:: TEXT ::
·····
24. Filmfestival in Cottbus: Die Korrekturen

Schweigsame Helden, brutale Jugendliche und queere Küsse: Das 24. Festival des osteuropäischen Films in Cottbus

Nervosität erfüllt den großen Saal des Jugendzentrums Glad in Cottbus. Eine Schulklasse soll sich den bulgarischen Kurzfilm „Pride“ ansehen. „Schwul, schwul, schwul“, sagt ein Junge bei der Platzsuche – und hat so nicht nur seine Anspannung ein wenig gelöst, sondern auch das Thema des Nachmittags auf den Punkt gebracht. In Pavel G. Vesnakovs halbstündigem Werk geht es um einen alten Taxifahrer, der mit einer erbarmungslosen Hasstirade reagiert, als ihm klar wird, dass sein Enkelsohn schwul ist.

Bei der anschließenden Diskussionsrunde hat natürlich keiner der Teenager eine Frage. Die meisten wollen hier wohl so schnell wie möglich wieder raus. Doch vielleicht nehmen sie auch etwas mit von dieser Exkursion. Und falls sie selber schwul oder lesbisch sind, können sie froh sein, dass hierzulande wahrscheinlich kein Opa wegen eines schwulen Enkels das Abendessen an die Wand wirft und ihm mit Umerziehung droht.

„Pride“ ist beim 24. Festival des osteuropäischen Films in Cottbus Teil des Themenschwerpunktes „Queer East“, den der georgische Regisseur Zaza Ruszade kuratiert hat. Bei der Vorstellung seines eigenen sehr suggestiven Films „A Fold In My Blanket“ sagt der 1977 geborene Filmemacher, dass sich in Georgien verglichen mit seiner Jugend einiges zum Besseren verändert habe. „Sehr langsam zwar, aber daran sind wir gewöhnt.“

Sehnsucht nach dem ganz normalen Leben

Auch die Russin Elena Klimova setzt auf den Zeitfaktor. In etwa 60 Jahren schätzt sie, werde es für Schwule und Lesben in Russland leichter sein. Einstweilen muss die blasse junge Frau mit der Hornbrille in einem Land leben, in dem sie und ihre Geliebte ihre Arbeit bei einer Zeitung verloren, als bekannt wurde, dass sie ein Paar sind. Ein Land, in dem sie verklagt wird, weil sie im Internet ein soziales Netzwerk für queere Jugendliche betreibt. Es heißt „Deti 404“ und steht im Zentrum der Dokumentation „Children 404“ von Askold Kurov. Anonyme Interviews mit Nutzern des Forums fügen sich mit Elenas Geschichte und der eines Anfang 20-jährigen Schwulen zu einem vielschichtigen Bild jungen, queeren Lebens in Russland zusammen. Zwei immer wiederkehrende Themen: Der Wunsch, nicht mehr zu gesellschaftlicher Unsichtbarkeit verdammt zu sein und die Sehnsucht, ein ganz normales Leben führen zu dürfen.
·····
:: AUFGABEN ::
A. Bearbeite den Text über das Filmfestival in Cottbus ab der Stelle mit „Schweigsame Helden, brutale“ bis einschließlich „Enkelsohn schwul ist.“ und gib diesen Abschnitt wieder, wobei „Taxifahrer“ durch „Busfahrer“ ersetzt wird.
B. Schreibe den Text über das Filmfestival in Cottbus im Anschluss an seinen letzten Satz weiter.
·····
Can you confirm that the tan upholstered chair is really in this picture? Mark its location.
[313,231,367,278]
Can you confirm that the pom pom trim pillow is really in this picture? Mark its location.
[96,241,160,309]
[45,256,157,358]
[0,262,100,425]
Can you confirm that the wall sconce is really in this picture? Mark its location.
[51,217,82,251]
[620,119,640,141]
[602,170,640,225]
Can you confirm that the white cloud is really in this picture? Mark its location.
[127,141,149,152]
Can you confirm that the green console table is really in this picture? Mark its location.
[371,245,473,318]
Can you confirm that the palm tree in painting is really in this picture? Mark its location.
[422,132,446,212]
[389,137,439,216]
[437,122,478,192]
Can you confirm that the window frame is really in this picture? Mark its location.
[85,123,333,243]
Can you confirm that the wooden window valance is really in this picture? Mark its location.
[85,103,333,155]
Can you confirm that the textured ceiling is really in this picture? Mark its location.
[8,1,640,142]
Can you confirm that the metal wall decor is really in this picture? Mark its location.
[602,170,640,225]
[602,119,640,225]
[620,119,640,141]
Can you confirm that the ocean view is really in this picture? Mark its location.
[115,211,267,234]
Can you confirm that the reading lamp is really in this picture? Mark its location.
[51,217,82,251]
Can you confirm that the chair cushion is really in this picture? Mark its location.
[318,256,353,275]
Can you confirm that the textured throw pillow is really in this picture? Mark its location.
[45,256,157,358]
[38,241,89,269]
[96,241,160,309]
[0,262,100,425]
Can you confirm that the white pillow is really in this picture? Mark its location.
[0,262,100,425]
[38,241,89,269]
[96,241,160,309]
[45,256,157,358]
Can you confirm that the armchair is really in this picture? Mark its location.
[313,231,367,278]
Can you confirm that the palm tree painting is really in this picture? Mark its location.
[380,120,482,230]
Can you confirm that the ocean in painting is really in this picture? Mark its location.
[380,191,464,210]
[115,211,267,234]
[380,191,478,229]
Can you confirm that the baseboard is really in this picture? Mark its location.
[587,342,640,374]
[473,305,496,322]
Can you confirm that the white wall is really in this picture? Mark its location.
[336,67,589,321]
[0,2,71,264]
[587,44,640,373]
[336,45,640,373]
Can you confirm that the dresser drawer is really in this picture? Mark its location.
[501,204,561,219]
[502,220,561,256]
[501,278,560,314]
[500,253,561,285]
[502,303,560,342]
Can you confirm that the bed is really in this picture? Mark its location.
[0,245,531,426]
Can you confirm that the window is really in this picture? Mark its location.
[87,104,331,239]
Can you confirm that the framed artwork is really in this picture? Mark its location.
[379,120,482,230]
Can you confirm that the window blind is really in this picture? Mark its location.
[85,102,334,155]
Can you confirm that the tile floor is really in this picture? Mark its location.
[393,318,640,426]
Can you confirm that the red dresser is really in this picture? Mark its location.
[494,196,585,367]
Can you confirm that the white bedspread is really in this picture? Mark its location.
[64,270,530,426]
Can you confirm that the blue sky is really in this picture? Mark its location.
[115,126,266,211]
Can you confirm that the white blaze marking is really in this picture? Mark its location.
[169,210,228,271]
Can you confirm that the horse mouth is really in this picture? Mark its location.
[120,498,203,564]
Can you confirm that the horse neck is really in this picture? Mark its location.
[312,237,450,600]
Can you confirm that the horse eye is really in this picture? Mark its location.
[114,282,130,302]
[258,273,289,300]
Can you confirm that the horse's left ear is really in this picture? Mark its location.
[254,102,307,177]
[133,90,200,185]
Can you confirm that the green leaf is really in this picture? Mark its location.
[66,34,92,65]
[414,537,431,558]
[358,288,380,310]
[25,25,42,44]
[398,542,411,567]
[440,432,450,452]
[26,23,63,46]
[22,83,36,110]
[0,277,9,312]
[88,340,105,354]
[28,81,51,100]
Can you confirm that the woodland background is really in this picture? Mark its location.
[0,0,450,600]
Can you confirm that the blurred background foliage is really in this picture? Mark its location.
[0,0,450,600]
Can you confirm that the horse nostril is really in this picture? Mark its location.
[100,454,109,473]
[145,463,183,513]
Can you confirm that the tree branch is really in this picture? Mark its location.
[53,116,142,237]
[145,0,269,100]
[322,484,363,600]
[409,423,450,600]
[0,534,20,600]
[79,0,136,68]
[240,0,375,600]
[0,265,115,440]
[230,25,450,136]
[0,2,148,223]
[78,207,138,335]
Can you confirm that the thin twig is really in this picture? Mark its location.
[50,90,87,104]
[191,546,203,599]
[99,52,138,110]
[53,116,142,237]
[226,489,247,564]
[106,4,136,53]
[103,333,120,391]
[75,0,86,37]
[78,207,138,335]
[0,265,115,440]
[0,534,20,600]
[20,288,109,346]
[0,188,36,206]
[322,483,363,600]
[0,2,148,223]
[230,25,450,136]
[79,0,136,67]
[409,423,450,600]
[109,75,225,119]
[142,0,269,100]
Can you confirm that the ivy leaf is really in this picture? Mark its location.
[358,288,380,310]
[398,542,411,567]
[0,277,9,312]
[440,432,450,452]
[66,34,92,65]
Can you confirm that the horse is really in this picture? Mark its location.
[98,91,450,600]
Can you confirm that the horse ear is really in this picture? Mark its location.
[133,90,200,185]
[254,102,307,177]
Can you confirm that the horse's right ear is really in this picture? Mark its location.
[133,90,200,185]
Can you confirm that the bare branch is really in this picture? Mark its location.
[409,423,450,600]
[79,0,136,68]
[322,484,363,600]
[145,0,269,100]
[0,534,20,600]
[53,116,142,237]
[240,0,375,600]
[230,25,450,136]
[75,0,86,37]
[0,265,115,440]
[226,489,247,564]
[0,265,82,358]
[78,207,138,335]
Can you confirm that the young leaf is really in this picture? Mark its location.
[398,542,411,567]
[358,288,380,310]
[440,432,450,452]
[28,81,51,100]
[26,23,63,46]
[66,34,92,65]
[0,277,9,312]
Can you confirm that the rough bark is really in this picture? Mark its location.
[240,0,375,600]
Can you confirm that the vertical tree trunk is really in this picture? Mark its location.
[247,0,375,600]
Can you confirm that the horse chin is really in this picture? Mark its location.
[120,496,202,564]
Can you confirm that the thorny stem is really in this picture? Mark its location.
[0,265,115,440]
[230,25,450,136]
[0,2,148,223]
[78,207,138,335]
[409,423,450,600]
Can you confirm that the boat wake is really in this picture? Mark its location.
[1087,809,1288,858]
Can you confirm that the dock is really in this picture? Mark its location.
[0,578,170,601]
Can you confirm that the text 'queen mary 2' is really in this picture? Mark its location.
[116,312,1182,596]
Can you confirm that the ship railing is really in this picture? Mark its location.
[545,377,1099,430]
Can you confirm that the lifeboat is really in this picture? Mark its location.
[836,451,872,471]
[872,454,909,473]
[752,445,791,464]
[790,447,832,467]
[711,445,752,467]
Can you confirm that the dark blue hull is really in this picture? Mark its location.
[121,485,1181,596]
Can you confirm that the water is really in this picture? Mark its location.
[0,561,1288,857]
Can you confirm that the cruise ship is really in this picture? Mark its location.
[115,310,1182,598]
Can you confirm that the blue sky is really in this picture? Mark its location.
·····
:: ANTWORTEN DER REIHE ::
A.
Schweigsame Helden, brutale Jugendliche und queere Küsse: Das 24. Festival des osteuropäischen Films in Cottbus

Nervosität erfüllt den großen Saal des Jugendzentrums Glad in Cottbus. Eine Schulklasse soll sich den bulgarischen Kurzfilm „Pride“ ansehen. „Schwul, schwul, schwul“, sagt ein Junge bei der Platzsuche – und hat so nicht nur seine Anspannung ein wenig gelöst, sondern auch das Thema des Nachmittags auf den Punkt gebracht. In Pavel G. Vesnakovs halbstündigem Werk geht es um einen alten Busfahrer, der mit einer erbarmungslosen Hasstirade reagiert, als ihm klar wird, dass sein Enkelsohn schwul ist.

B.
Beim Sichtbarwerden helfen nicht nur Gay-Pride-Paraden, wie sie etwa der junge Aktivist Sergey in der Doku „East Bloc Love“ auf die Straßen von Minsk zu bringen versucht, sondern auch Filme. Wer auf dem Screen ist, existiert – und wird vielleicht irgendwann auch akzeptiert. Das osteuropäische Kino hat erst kürzlich damit begonnen, sich intensiver mit queeren Themen zu beschäftigen. Filme wie der „Im Namen des …“ aus Polen, „Sturmland“ aus Ungarn oder „Parada“ aus Serbien liefen auf der Berlinale und in den deutschen Kinos. Dass es sich hierbei nicht um zufällige Einzelerscheinungen handelt, zeigt das „Queer East“-Programm mit insgesamt 18 Produktionen.

Publikumsliebling "Die Maisinsel" aus Georgien kommt im April in die deutschen Kinos

Vor allem die Spielfilme beeindrucken durch einen vielfältigen Umgang mit queeren Stoffen. Sie erzählen nicht nur von Homophobie, sondern auch von der bittersüßen Liebe auf den ersten Blick zwischen einer Slowenin und einer Dänin („Dual“) oder vom griechisch-albanischen Teenager Dany, der in „Xenia“ sehr viele Probleme hat – sein offenes Schwulsein gehört allerdings nicht dazu. Und in Jasmila Žbanićs kurzweiliger Urlaubskomödie „Love Island“ gibt es sogar ein richtig schönes, durchgeknalltes Happy End zwischen zwei Frauen und einem Mann.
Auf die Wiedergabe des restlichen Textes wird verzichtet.